• **The task**
Reproduce each of the entries below word for word, leaving nothing out and changing nothing.

----- Available data

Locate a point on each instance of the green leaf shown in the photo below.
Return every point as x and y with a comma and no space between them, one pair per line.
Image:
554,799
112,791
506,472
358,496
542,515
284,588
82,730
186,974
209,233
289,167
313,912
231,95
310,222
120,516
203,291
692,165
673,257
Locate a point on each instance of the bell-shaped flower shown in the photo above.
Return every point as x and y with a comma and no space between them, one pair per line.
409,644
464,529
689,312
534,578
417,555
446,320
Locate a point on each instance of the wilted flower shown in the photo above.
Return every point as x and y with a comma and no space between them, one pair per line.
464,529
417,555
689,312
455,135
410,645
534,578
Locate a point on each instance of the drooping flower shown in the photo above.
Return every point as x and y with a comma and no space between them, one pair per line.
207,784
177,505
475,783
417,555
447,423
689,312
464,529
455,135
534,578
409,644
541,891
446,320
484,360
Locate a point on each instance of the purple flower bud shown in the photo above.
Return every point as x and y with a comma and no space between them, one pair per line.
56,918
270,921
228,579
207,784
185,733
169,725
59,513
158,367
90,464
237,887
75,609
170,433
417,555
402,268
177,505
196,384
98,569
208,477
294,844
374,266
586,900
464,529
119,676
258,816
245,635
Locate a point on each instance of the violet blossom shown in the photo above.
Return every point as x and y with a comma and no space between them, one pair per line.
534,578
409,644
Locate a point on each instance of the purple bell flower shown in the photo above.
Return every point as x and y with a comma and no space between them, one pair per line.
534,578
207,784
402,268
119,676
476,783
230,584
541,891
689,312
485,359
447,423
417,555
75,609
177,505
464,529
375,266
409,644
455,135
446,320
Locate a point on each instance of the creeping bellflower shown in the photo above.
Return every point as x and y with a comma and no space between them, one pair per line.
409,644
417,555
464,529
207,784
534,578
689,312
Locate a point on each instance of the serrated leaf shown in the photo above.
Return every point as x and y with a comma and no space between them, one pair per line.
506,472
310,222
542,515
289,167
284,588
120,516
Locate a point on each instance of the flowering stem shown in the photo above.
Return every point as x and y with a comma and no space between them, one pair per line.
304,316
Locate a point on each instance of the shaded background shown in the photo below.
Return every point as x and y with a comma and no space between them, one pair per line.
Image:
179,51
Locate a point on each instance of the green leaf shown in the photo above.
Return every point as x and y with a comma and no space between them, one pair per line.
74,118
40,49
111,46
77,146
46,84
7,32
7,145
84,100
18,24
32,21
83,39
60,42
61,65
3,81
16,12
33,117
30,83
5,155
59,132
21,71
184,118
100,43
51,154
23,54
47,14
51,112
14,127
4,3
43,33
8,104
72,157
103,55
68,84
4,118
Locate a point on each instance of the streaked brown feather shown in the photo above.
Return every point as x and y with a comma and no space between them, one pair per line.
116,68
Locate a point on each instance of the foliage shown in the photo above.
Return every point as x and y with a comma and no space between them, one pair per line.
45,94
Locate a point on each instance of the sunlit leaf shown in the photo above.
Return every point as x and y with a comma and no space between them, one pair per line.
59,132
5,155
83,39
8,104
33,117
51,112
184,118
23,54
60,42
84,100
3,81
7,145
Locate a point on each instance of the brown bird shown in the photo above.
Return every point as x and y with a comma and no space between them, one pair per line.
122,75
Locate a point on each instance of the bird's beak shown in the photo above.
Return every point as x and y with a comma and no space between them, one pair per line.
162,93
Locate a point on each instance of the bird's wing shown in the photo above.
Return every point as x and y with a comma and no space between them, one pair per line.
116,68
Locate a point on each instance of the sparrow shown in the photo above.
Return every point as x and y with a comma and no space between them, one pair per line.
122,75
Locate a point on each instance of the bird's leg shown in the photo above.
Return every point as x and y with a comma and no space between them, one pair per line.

----------

• **Result below**
Locate a point on each instance of the green leaf shown in the photo below.
Return every point as x and y with a comma and no space between them, one pair per line.
Image:
554,799
112,791
506,472
358,496
542,515
284,588
82,730
186,974
209,233
289,167
313,912
231,95
310,222
120,516
203,291
692,165
673,257
Locate a point on each instance of the bell-shaped flower shown in the photo above.
Return every point as x and y with a comma and no space between them, one pair per line.
409,644
464,529
689,312
534,578
417,555
446,320
Locate a point on each instance of the wilted flower shown in the photo above.
Return every point as x and y with a comma and no space between them, one pair per line.
464,529
417,555
689,312
455,135
410,645
534,578
Locate a point on each instance of the drooping flower shown in the photo above.
Return every point as x and y with a comma and no space between them, one pair per line.
207,784
177,505
475,783
417,555
447,423
689,312
464,529
455,135
534,578
409,644
541,891
446,320
484,360
Locate a point on each instance of the purple flower bud shown in the photo above.
Return every point as x and y with a comma and no space between them, one pair per line.
56,918
270,921
228,579
207,784
185,733
169,725
59,513
158,367
90,464
237,887
75,609
170,433
417,555
402,268
177,505
196,384
98,569
208,477
294,844
374,266
586,900
464,529
119,676
258,816
245,635
Locate a point on each instance of the violet blossom shown in the photo above.
Return every point as x and y with a comma and no space between them, one pair per line.
534,578
409,644
Locate a point on each instance of the purple bell flower shown in the photo above.
Return every point as x and y with a comma and no space between them, one pair per line.
534,578
207,784
402,268
119,676
476,783
230,584
541,891
689,312
485,359
447,423
417,555
75,609
177,505
464,529
375,266
409,644
455,135
446,320
Locate a point on each instance of the creeping bellflower shown in the photo above.
Return every point as x and y with a comma and no space between them, one pair per line.
409,644
417,555
464,529
207,784
534,578
689,312
Locate a point on each instance of the serrated leaf shown in the photo above.
Return every point as x and y with a comma and no space between them, one pair per line.
506,472
310,222
542,515
289,167
284,588
120,516
Locate a point on each instance of the flowering stem shown in the photo above.
Return every point as x and y with a comma and no space between them, one pair per line.
304,316
Locate a point on each instance of the shaded background shown in the photo below.
Return every point as x and y with a comma and no space between them, one pair per line.
Image:
179,51
Locate a point on each instance of the green leaf shown in the photo above.
Return every point as x and y with a comma and no space between them, one pair per line.
74,118
40,49
111,46
77,146
46,84
7,32
7,145
84,100
18,24
32,21
83,39
60,42
61,65
3,81
16,12
33,117
30,83
5,155
59,132
21,71
184,118
100,43
51,154
23,54
47,14
51,112
14,127
4,3
43,33
8,104
72,157
103,55
68,84
4,118
Locate a point on each instance of the streaked brown feather shown in the photo above.
Return every point as x and y with a comma and no space between them, one pair per line.
116,68
Locate a point on each instance of the foliage shown in the photo above.
Return every point as x and y with a comma and no space between them, one pair per line.
45,94
Locate a point on each instance of the sunlit leaf shown in the photo above.
Return every point as x and y with a comma and no space between them, one pair per line.
59,132
5,155
83,39
8,104
33,117
51,112
184,118
23,54
60,42
84,100
3,81
7,145
Locate a point on each instance of the brown bird shown in the photo above.
Return every point as x and y with a comma and no space between them, one pair per line.
122,75
Locate a point on each instance of the bird's beak shown in the photo above.
Return every point as x and y with a comma and no space between them, one pair per line.
162,93
Locate a point on each instance of the bird's wing shown in the photo above.
Return every point as x and y with a comma and no space between them, one pair per line.
116,68
Locate a point on each instance of the sparrow shown in the photo above.
Return every point as x and y with a comma and no space between them, one pair per line.
122,75
Locate a point on each instance of the bird's leg shown in the photo above.
Return every point as x and y with a comma and no space between them, one pair per line.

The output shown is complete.